» **YOUR OBJECTIVE**: Please reproduce the stretch of the records from the very start through the line that contains "point(352, 328)", both ends included.
_ _ _ _ _
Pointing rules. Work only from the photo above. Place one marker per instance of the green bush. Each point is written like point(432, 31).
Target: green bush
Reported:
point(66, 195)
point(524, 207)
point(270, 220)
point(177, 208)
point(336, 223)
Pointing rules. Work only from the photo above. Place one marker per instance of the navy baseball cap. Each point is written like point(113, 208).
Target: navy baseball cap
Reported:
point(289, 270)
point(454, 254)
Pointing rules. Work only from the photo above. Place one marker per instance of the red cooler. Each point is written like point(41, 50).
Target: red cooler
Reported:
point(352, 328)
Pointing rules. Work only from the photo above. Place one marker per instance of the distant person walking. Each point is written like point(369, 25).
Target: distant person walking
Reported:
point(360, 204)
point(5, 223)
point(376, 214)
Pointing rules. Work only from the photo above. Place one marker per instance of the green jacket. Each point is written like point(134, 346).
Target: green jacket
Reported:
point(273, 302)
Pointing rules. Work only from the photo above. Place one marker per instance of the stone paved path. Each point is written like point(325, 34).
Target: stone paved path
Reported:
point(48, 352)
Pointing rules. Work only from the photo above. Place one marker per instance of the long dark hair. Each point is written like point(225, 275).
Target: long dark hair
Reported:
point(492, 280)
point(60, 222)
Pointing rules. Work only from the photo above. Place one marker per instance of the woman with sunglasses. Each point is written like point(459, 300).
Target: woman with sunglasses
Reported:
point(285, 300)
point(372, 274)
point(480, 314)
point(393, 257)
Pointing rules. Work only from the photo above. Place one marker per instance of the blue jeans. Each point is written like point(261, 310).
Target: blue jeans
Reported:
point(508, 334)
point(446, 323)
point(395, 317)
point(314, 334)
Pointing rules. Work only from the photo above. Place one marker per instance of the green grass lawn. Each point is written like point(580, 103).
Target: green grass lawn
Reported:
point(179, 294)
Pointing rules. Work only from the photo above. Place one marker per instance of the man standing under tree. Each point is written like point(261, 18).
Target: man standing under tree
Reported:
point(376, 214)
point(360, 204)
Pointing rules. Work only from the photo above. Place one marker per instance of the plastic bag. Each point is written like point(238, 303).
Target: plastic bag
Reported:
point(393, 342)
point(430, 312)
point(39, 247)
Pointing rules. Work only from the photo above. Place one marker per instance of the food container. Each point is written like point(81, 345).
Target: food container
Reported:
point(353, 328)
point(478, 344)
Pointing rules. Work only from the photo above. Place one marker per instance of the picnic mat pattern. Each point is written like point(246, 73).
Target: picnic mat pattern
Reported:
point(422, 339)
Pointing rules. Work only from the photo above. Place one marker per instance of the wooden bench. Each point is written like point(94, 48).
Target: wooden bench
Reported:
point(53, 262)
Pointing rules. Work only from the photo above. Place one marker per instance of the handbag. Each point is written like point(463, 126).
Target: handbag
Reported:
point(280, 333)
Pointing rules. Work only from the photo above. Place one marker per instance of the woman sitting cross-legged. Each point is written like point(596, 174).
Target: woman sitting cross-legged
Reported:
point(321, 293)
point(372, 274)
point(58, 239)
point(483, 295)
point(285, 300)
_ _ _ _ _
» **FULL RESPONSE**:
Pointing rules. Work only from the photo above. Place one marker per instance of the green bush. Each point is written like point(432, 31).
Target: green bush
Reported:
point(66, 195)
point(524, 207)
point(270, 220)
point(177, 208)
point(336, 223)
Pointing rules. Work only from the photo above. Place one marker per instance of the navy baseball cap. Each point is written like point(113, 208).
Target: navy baseball cap
Reported:
point(289, 270)
point(454, 254)
Pointing rules. Work only from the photo above. Place one marker per instance of the red cooler. Each point is written like point(41, 50).
Target: red cooler
Reported:
point(352, 328)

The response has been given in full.